# To do
Count the lines in the material below that contain the string "stainless", treating case as significant, and reply with the number alone.

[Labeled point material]

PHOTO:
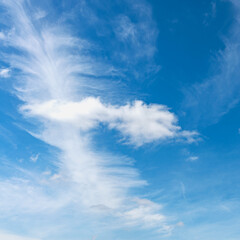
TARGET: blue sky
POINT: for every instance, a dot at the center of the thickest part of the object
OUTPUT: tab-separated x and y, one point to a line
119	120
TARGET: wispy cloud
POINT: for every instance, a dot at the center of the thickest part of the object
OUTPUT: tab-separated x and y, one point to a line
52	67
222	88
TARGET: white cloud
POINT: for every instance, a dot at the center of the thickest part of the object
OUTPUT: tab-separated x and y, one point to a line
138	122
5	73
51	63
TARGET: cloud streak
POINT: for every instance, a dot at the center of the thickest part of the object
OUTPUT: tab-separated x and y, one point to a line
52	67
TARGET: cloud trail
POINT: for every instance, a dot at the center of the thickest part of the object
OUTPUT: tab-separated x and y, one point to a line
222	88
50	64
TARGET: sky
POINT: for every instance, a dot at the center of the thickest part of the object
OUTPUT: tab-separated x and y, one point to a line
119	120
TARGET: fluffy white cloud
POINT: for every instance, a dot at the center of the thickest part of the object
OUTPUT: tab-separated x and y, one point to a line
138	122
52	63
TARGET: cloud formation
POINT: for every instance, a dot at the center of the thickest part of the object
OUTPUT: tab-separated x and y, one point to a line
52	67
138	122
222	88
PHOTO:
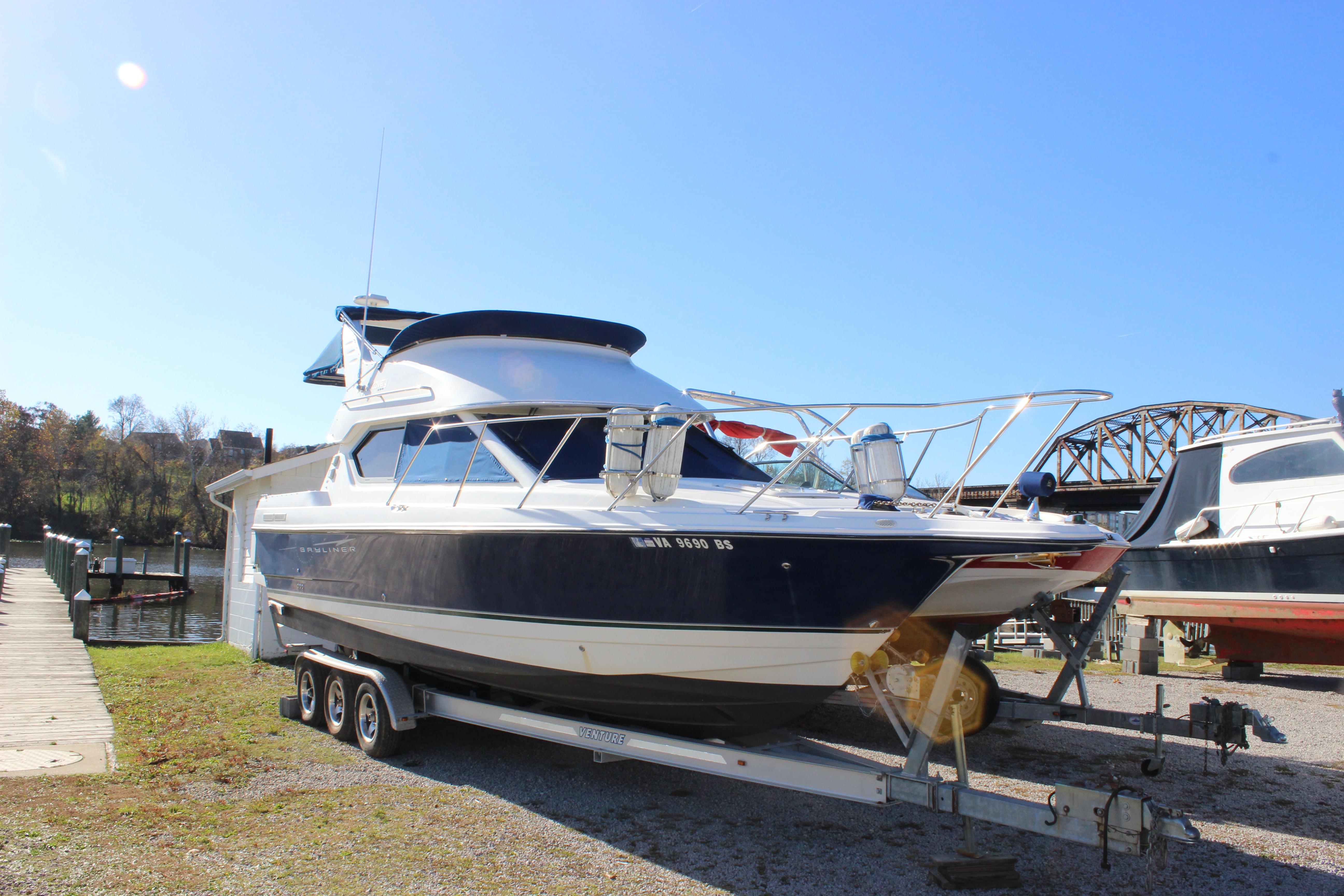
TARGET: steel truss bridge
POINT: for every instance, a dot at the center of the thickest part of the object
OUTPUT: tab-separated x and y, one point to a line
1115	463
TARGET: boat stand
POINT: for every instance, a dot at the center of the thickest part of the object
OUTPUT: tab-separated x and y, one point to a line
1124	824
1222	725
1210	720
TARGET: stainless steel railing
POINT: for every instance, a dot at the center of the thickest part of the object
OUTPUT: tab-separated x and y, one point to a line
808	445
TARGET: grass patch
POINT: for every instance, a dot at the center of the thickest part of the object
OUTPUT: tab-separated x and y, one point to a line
193	723
1013	661
202	712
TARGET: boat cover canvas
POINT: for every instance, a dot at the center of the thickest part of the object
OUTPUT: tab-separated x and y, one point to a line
1190	488
522	324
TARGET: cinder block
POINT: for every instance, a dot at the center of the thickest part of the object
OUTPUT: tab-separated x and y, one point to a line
1139	668
1140	656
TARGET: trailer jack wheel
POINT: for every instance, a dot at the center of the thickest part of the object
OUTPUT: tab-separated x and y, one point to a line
976	692
374	725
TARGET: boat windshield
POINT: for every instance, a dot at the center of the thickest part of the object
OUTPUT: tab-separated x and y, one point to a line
807	475
584	454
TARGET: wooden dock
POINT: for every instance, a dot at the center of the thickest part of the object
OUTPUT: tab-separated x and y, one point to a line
50	692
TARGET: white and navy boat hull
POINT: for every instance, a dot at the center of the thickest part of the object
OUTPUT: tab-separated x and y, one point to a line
722	636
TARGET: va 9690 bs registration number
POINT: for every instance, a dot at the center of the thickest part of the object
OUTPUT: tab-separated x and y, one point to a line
659	542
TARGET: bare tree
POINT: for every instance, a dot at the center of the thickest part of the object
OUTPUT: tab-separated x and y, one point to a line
190	425
128	414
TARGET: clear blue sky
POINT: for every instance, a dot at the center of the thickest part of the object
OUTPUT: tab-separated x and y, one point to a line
807	202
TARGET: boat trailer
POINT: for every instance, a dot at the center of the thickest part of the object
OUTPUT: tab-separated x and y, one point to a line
1117	820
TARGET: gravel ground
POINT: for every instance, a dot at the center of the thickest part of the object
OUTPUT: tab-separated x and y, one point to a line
1268	819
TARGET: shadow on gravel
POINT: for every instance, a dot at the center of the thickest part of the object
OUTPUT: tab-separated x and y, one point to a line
756	840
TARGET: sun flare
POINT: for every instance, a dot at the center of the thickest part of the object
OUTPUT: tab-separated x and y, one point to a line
132	76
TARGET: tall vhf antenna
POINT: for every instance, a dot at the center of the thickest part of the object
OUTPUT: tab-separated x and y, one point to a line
378	188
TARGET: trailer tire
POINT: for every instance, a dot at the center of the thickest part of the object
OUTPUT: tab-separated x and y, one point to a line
979	692
374	723
311	680
339	706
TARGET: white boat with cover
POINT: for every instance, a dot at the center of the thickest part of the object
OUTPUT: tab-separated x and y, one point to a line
517	506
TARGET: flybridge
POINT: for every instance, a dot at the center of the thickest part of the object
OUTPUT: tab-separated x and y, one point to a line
374	334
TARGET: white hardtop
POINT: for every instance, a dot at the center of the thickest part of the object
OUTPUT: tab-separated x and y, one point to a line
451	375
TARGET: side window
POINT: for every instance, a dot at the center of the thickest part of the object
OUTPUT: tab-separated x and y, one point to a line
437	453
1301	461
377	454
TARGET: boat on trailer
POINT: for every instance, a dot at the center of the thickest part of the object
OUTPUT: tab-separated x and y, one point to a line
1245	536
519	507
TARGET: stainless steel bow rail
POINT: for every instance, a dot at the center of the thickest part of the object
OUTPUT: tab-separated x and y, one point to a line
1124	824
810	446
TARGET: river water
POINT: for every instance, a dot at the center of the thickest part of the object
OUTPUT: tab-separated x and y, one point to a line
197	619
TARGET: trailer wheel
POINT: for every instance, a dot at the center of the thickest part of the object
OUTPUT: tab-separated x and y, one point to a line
976	691
339	706
374	725
312	684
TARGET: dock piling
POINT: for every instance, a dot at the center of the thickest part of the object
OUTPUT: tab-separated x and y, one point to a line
80	585
80	616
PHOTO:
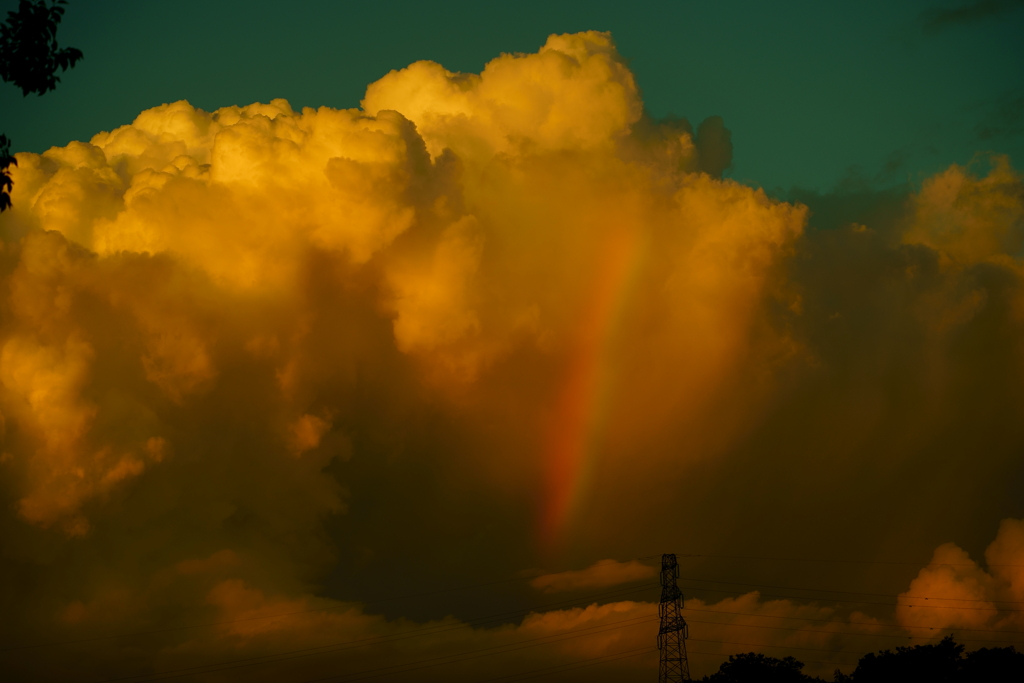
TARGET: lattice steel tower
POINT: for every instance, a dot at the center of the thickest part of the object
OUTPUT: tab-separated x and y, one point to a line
673	634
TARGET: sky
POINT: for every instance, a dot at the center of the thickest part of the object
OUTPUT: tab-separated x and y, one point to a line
403	340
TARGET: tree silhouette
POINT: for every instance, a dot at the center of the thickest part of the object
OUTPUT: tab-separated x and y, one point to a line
936	664
754	668
941	663
30	58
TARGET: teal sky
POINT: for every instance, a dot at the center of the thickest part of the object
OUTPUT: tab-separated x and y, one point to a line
813	92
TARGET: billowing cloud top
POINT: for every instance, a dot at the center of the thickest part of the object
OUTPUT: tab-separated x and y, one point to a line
231	342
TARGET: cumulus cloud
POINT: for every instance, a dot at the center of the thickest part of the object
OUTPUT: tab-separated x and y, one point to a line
256	364
954	592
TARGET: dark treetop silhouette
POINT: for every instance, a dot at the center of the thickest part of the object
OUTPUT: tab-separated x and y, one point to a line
941	663
30	58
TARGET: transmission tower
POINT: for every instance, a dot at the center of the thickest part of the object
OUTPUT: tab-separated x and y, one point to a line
673	634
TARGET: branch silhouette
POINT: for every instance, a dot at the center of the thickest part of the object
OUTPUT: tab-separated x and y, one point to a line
30	58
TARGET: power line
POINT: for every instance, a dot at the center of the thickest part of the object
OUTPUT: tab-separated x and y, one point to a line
878	595
844	561
832	621
856	602
833	633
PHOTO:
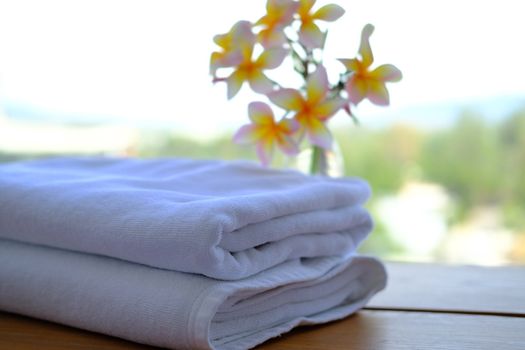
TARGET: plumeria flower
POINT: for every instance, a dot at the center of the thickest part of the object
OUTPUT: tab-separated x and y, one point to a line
238	41
251	70
279	14
309	34
266	133
312	111
365	83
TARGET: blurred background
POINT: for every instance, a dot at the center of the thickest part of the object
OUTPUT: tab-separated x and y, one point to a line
446	160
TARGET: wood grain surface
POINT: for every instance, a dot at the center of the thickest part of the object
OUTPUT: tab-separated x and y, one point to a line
468	289
425	306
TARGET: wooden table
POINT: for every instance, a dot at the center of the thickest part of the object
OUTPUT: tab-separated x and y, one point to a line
425	306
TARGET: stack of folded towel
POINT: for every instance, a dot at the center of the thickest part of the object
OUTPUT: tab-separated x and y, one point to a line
181	253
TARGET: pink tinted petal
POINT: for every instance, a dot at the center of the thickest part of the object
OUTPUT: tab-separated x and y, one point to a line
329	13
260	83
386	72
272	58
288	99
289	126
311	36
246	134
265	152
364	49
223	40
377	93
234	83
271	38
318	134
317	85
329	107
231	59
305	6
288	145
260	113
356	89
350	64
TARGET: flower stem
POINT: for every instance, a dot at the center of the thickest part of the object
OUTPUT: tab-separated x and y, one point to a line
318	161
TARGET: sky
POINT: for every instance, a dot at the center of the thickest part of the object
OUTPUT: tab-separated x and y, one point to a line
146	62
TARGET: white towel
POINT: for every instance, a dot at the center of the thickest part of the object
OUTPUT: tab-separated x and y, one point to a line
181	310
226	220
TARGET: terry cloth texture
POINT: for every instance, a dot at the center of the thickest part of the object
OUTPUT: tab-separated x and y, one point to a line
226	220
181	310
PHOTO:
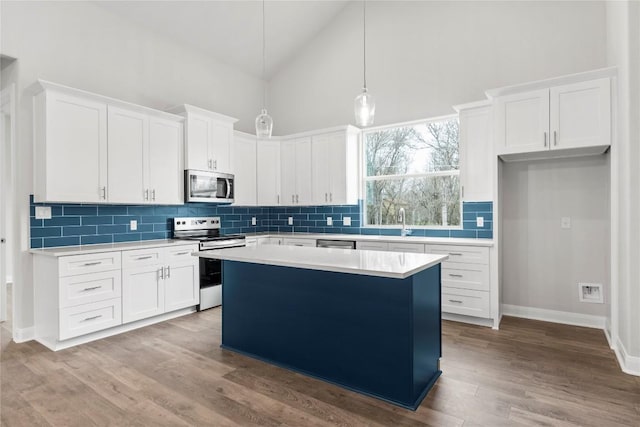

# Answer to the problem
2